Challenge: Rewrite the rows in the stretch from the line containing "Show where the wooden bench is." through the end of the rows, replacing "string light" with "hanging lamp" and leaving everything else unchanged.

Material supplied:
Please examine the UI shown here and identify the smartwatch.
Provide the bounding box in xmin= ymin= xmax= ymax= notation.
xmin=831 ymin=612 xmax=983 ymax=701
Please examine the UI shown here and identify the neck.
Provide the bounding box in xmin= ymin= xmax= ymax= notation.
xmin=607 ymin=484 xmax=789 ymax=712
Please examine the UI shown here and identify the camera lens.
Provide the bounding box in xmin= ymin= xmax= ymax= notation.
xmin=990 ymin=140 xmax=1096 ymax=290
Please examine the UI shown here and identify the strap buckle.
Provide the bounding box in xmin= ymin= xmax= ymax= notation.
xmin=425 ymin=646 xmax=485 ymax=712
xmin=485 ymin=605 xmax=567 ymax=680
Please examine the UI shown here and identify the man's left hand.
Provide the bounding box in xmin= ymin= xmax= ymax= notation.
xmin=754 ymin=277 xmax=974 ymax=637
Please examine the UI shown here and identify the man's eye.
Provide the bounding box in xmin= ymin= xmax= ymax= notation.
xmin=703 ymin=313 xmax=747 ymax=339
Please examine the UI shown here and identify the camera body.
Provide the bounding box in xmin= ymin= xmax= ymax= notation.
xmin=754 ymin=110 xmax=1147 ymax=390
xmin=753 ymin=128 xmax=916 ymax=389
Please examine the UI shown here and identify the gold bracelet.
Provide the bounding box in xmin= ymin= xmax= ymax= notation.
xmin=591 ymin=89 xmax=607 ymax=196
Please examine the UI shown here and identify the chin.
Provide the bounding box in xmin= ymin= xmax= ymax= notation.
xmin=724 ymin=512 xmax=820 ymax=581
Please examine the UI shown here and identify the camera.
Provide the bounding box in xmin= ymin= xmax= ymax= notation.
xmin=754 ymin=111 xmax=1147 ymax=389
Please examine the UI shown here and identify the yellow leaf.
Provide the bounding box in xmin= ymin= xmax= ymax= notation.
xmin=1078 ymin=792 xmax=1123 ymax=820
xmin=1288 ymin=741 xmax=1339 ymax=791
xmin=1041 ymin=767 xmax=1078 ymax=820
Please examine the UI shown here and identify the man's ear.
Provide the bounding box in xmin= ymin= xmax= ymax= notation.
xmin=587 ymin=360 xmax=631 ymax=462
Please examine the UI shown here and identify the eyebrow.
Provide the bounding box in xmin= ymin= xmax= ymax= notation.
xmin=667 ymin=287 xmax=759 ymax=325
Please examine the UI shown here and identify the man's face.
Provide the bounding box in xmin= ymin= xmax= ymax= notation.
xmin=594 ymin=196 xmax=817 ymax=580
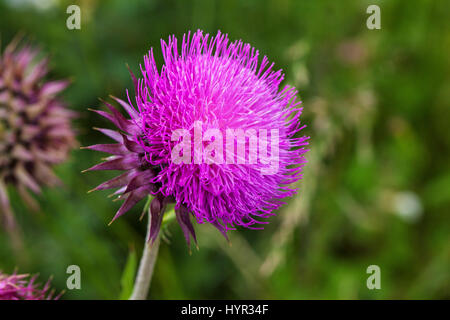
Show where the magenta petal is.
[175,206,197,247]
[84,143,127,155]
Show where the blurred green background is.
[0,0,450,299]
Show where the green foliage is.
[0,0,450,299]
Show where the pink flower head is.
[0,38,76,227]
[85,31,308,244]
[0,272,61,300]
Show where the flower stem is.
[129,212,160,300]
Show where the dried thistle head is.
[0,38,76,225]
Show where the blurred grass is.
[0,0,450,299]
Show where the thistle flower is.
[0,272,61,300]
[0,38,75,225]
[88,30,308,245]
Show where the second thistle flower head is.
[85,31,307,244]
[0,272,60,300]
[0,38,75,228]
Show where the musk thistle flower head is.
[0,38,75,228]
[0,272,61,300]
[88,31,308,245]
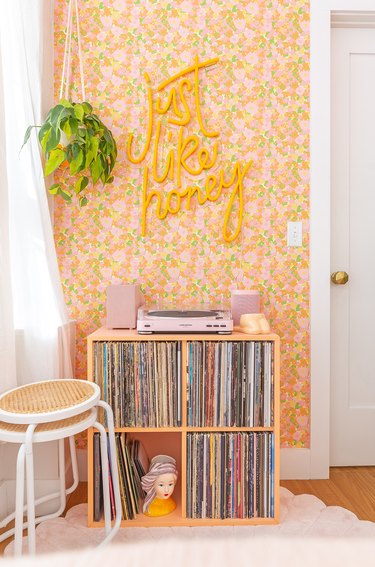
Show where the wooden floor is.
[281,467,375,522]
[0,467,375,555]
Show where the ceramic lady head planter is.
[142,455,178,516]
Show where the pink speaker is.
[231,289,260,325]
[106,284,143,329]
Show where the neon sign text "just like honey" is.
[127,57,252,242]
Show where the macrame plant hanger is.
[60,0,86,102]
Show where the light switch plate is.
[286,221,302,246]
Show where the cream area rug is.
[4,488,375,567]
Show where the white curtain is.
[0,0,73,391]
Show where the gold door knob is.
[331,272,349,285]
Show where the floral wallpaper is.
[54,0,310,447]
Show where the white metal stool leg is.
[98,400,122,547]
[13,445,25,555]
[94,422,111,535]
[25,423,36,554]
[66,435,79,495]
[0,436,79,542]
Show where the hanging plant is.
[24,99,117,206]
[24,0,117,207]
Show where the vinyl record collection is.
[186,431,274,519]
[187,341,274,427]
[94,433,149,521]
[93,341,181,427]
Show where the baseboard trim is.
[280,449,311,480]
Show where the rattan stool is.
[0,379,121,555]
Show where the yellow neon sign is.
[127,57,252,242]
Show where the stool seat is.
[0,379,122,555]
[0,408,97,443]
[0,379,100,424]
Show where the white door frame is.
[310,0,375,478]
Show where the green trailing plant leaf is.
[74,104,85,122]
[48,183,61,195]
[90,155,102,185]
[44,148,66,177]
[69,144,85,175]
[22,99,117,206]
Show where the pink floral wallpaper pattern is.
[54,0,310,447]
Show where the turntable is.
[137,306,233,335]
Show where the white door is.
[330,28,375,466]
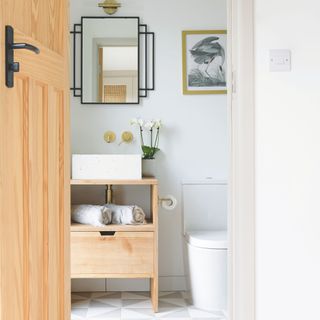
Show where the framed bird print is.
[182,30,227,94]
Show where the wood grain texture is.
[150,184,159,312]
[71,232,153,277]
[71,178,158,186]
[71,178,159,312]
[0,0,70,320]
[71,223,155,232]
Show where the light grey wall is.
[70,0,228,290]
[254,0,320,320]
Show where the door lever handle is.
[5,26,40,88]
[11,43,40,54]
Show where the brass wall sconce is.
[98,0,121,14]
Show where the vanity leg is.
[150,276,159,312]
[150,184,159,312]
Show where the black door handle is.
[5,26,40,88]
[11,43,40,54]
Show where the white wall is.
[70,0,228,290]
[255,0,320,320]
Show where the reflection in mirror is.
[82,17,139,104]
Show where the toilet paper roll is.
[161,194,178,210]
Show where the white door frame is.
[228,0,255,320]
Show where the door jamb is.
[228,0,255,320]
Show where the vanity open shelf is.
[70,178,158,312]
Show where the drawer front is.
[71,232,154,277]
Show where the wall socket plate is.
[269,50,291,72]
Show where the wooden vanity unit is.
[71,178,158,312]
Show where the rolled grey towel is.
[71,204,112,227]
[105,204,146,224]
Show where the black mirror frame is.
[70,16,155,105]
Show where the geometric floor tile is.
[71,291,227,320]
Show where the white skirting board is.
[71,276,186,292]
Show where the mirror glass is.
[82,17,139,104]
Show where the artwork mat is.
[182,29,227,94]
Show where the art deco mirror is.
[71,17,154,104]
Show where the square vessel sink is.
[72,154,142,180]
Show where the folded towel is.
[105,204,146,224]
[71,204,112,227]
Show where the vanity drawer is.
[71,232,154,278]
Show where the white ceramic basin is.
[72,154,142,180]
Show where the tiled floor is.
[71,292,226,320]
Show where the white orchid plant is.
[130,118,162,159]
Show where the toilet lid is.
[186,230,228,249]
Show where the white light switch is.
[270,50,291,72]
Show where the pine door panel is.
[0,0,70,320]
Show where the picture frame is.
[182,30,227,95]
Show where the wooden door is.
[0,0,70,320]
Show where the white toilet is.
[182,179,228,311]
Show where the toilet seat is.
[186,230,228,249]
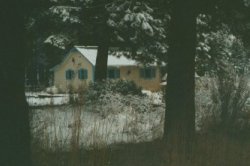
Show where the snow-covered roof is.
[75,46,139,66]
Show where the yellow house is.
[51,46,161,92]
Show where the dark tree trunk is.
[0,0,31,166]
[164,0,196,165]
[95,43,109,82]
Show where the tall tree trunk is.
[164,0,196,165]
[95,43,109,82]
[0,0,31,166]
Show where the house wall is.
[54,51,94,92]
[117,66,161,91]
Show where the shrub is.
[84,80,143,101]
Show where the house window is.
[65,69,74,80]
[140,67,156,79]
[108,68,120,79]
[78,69,88,80]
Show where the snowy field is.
[28,91,165,149]
[32,106,164,148]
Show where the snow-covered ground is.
[25,90,162,106]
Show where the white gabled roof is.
[75,46,139,66]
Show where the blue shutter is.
[140,69,145,78]
[65,70,71,80]
[83,69,88,80]
[115,68,120,79]
[151,67,156,78]
[78,69,83,80]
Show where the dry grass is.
[33,132,250,166]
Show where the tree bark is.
[95,43,109,82]
[164,0,196,165]
[0,0,31,166]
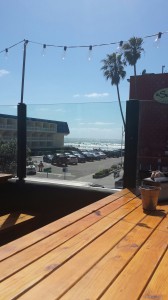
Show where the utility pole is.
[162,66,165,73]
[17,40,28,180]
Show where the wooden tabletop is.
[0,189,168,300]
[0,173,13,183]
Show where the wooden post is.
[123,100,139,188]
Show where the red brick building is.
[129,73,168,171]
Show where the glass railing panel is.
[27,101,126,188]
[0,101,126,188]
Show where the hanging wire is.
[0,31,168,53]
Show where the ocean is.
[64,138,125,151]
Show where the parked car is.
[71,150,86,163]
[51,153,68,166]
[65,153,78,165]
[43,154,53,163]
[26,162,37,175]
[82,151,94,161]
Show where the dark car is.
[43,154,53,163]
[71,151,86,163]
[51,153,68,166]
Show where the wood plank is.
[15,206,166,299]
[6,219,133,299]
[0,189,135,261]
[101,230,168,300]
[0,212,34,230]
[58,225,152,300]
[0,195,143,280]
[140,250,168,300]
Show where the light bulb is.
[88,45,92,61]
[154,32,162,48]
[42,44,47,56]
[5,48,8,59]
[62,46,67,60]
[117,41,124,54]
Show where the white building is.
[0,114,70,154]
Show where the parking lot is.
[32,156,123,181]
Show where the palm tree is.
[122,37,144,97]
[101,53,126,129]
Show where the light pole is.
[162,66,165,73]
[17,40,28,180]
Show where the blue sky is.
[0,0,168,138]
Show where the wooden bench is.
[0,173,13,183]
[0,189,168,300]
[0,212,34,231]
[0,212,36,246]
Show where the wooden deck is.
[0,173,13,183]
[0,189,168,300]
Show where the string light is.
[155,32,162,48]
[88,45,92,61]
[0,31,168,60]
[62,46,67,60]
[117,41,124,53]
[5,48,8,58]
[42,44,47,56]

The result:
Show where the wooden bench is.
[0,173,13,183]
[0,189,168,300]
[0,212,34,231]
[0,212,36,246]
Show where the wooden deck is.
[0,173,13,183]
[0,189,168,300]
Show where the hanging lamp is.
[155,32,162,48]
[88,45,92,61]
[0,31,168,60]
[62,46,67,60]
[117,41,124,53]
[5,48,8,58]
[42,44,47,56]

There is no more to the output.